── Source passage ──

That doesn’t seem right. It can simultaneously be the case that you can’t tell that there are problems stemming from long-term optimization problems when you don’t use MONA, and also if you actually use MONA, then it will measurably improve quality.
For example, perhaps under normal RL you get a coding AI that has learned to skip error-checking code in order to reduce latency (which we’d penalize if we knew about it, but we don’t realize that’s happening). Later when things are put into production errors happen, but it’s chalked up to “well it’s hard to anticipate everything”.
Instead you use MONA, and it doesn’t learn to do this. You compare the resulting coding agent to the original agent, and notice that the MONA agent’s lines of code are much more rarely implicated in future bugs, and conclude they are higher quality.
To rephrase what I think you are saying are situations where work on MONA is very helpful:
By default people get bitten by long-term optimization. They notice issues in prod because it’s hard to catch everything. They patch individual failures when they come up, but don’t notice that if they did more work on MONA, they would stop the underlying driver of many issues (including future issues that could result in catastrophes). They don’t try MONA-like techniques because it’s not very salient when you are trying to fix individual failures and does not pass cost-benefit to fix individual failures.

───

Pick up the passage on MONA and long-term optimization after its final sentence and carry it forward.

── Supplied data ──

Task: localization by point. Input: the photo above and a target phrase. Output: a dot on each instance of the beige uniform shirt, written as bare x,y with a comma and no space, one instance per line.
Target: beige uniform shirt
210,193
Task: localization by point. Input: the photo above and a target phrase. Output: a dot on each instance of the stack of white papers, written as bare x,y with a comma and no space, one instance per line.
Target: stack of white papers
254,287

───
── Supplied data ──

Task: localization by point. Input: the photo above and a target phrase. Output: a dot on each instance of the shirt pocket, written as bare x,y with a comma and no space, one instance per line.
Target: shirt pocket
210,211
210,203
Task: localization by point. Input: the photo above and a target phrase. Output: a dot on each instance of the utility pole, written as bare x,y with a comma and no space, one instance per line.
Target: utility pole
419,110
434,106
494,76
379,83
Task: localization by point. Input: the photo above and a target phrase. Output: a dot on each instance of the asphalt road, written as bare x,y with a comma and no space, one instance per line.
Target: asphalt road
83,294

───

Written answer
If you do work on MONA in realistic-ish settings, you may be able to demonstrate that you can avoid many failures observed in prod without ad-hoc patches and that the alignment tax is not too large. This is not obvious because trying it out and measuring the effectiveness of MONA is somewhat costly and because people don’t by default think of the individual failures you’ve seen in prod as symptoms of their long-term optimization, but your empirical work pushes them over the line and they end up trying to adopt MONA to avoid future failures in prod (and maybe reduce catastrophic risk—though given competitive pressures, that might not be the main factor driving decisions and so you don’t have to make an ironclad case for MONA reducing catastrophic risk).
Is that right?
I think this is at least plausible. I think this will become much more likely once we actually start observing long-term optimization failures in prod. Maybe an intervention I am excited about is enough training technique transparency that it is possible for people outside of labs to notice if issues plausibly stems from long-term optimization?
Yes, that’s broadly accurate, though one clarification:
That’s a reason (and is probably sufficient by itself), but I think a more important reason is that your first attempt at using MONA is at the point where problems arise, MONA will in fact be bad, whereas if you have iterated on it a bunch previously (and in particular you know how to provide appropriate nonmyopic approvals), your attempt at using MONA will go much better.
Agreed, we’re not advocating for using MONA now (and say so in the paper).
Idk, to be effective I think this would need to be a pretty drastic increase in transparency, which seems incompatible with many security or non-proliferation intuitions, as well as business competitiveness concerns. (Unless you are thinking of lots of transparency to a very small set of people.)
I also have the “that’s obvious reaction”, but possibly I’m missing somne details. I also think it won’t perform well enough in practice to pencil given other better places to allocate safety budget (if it does trade off which is unclear).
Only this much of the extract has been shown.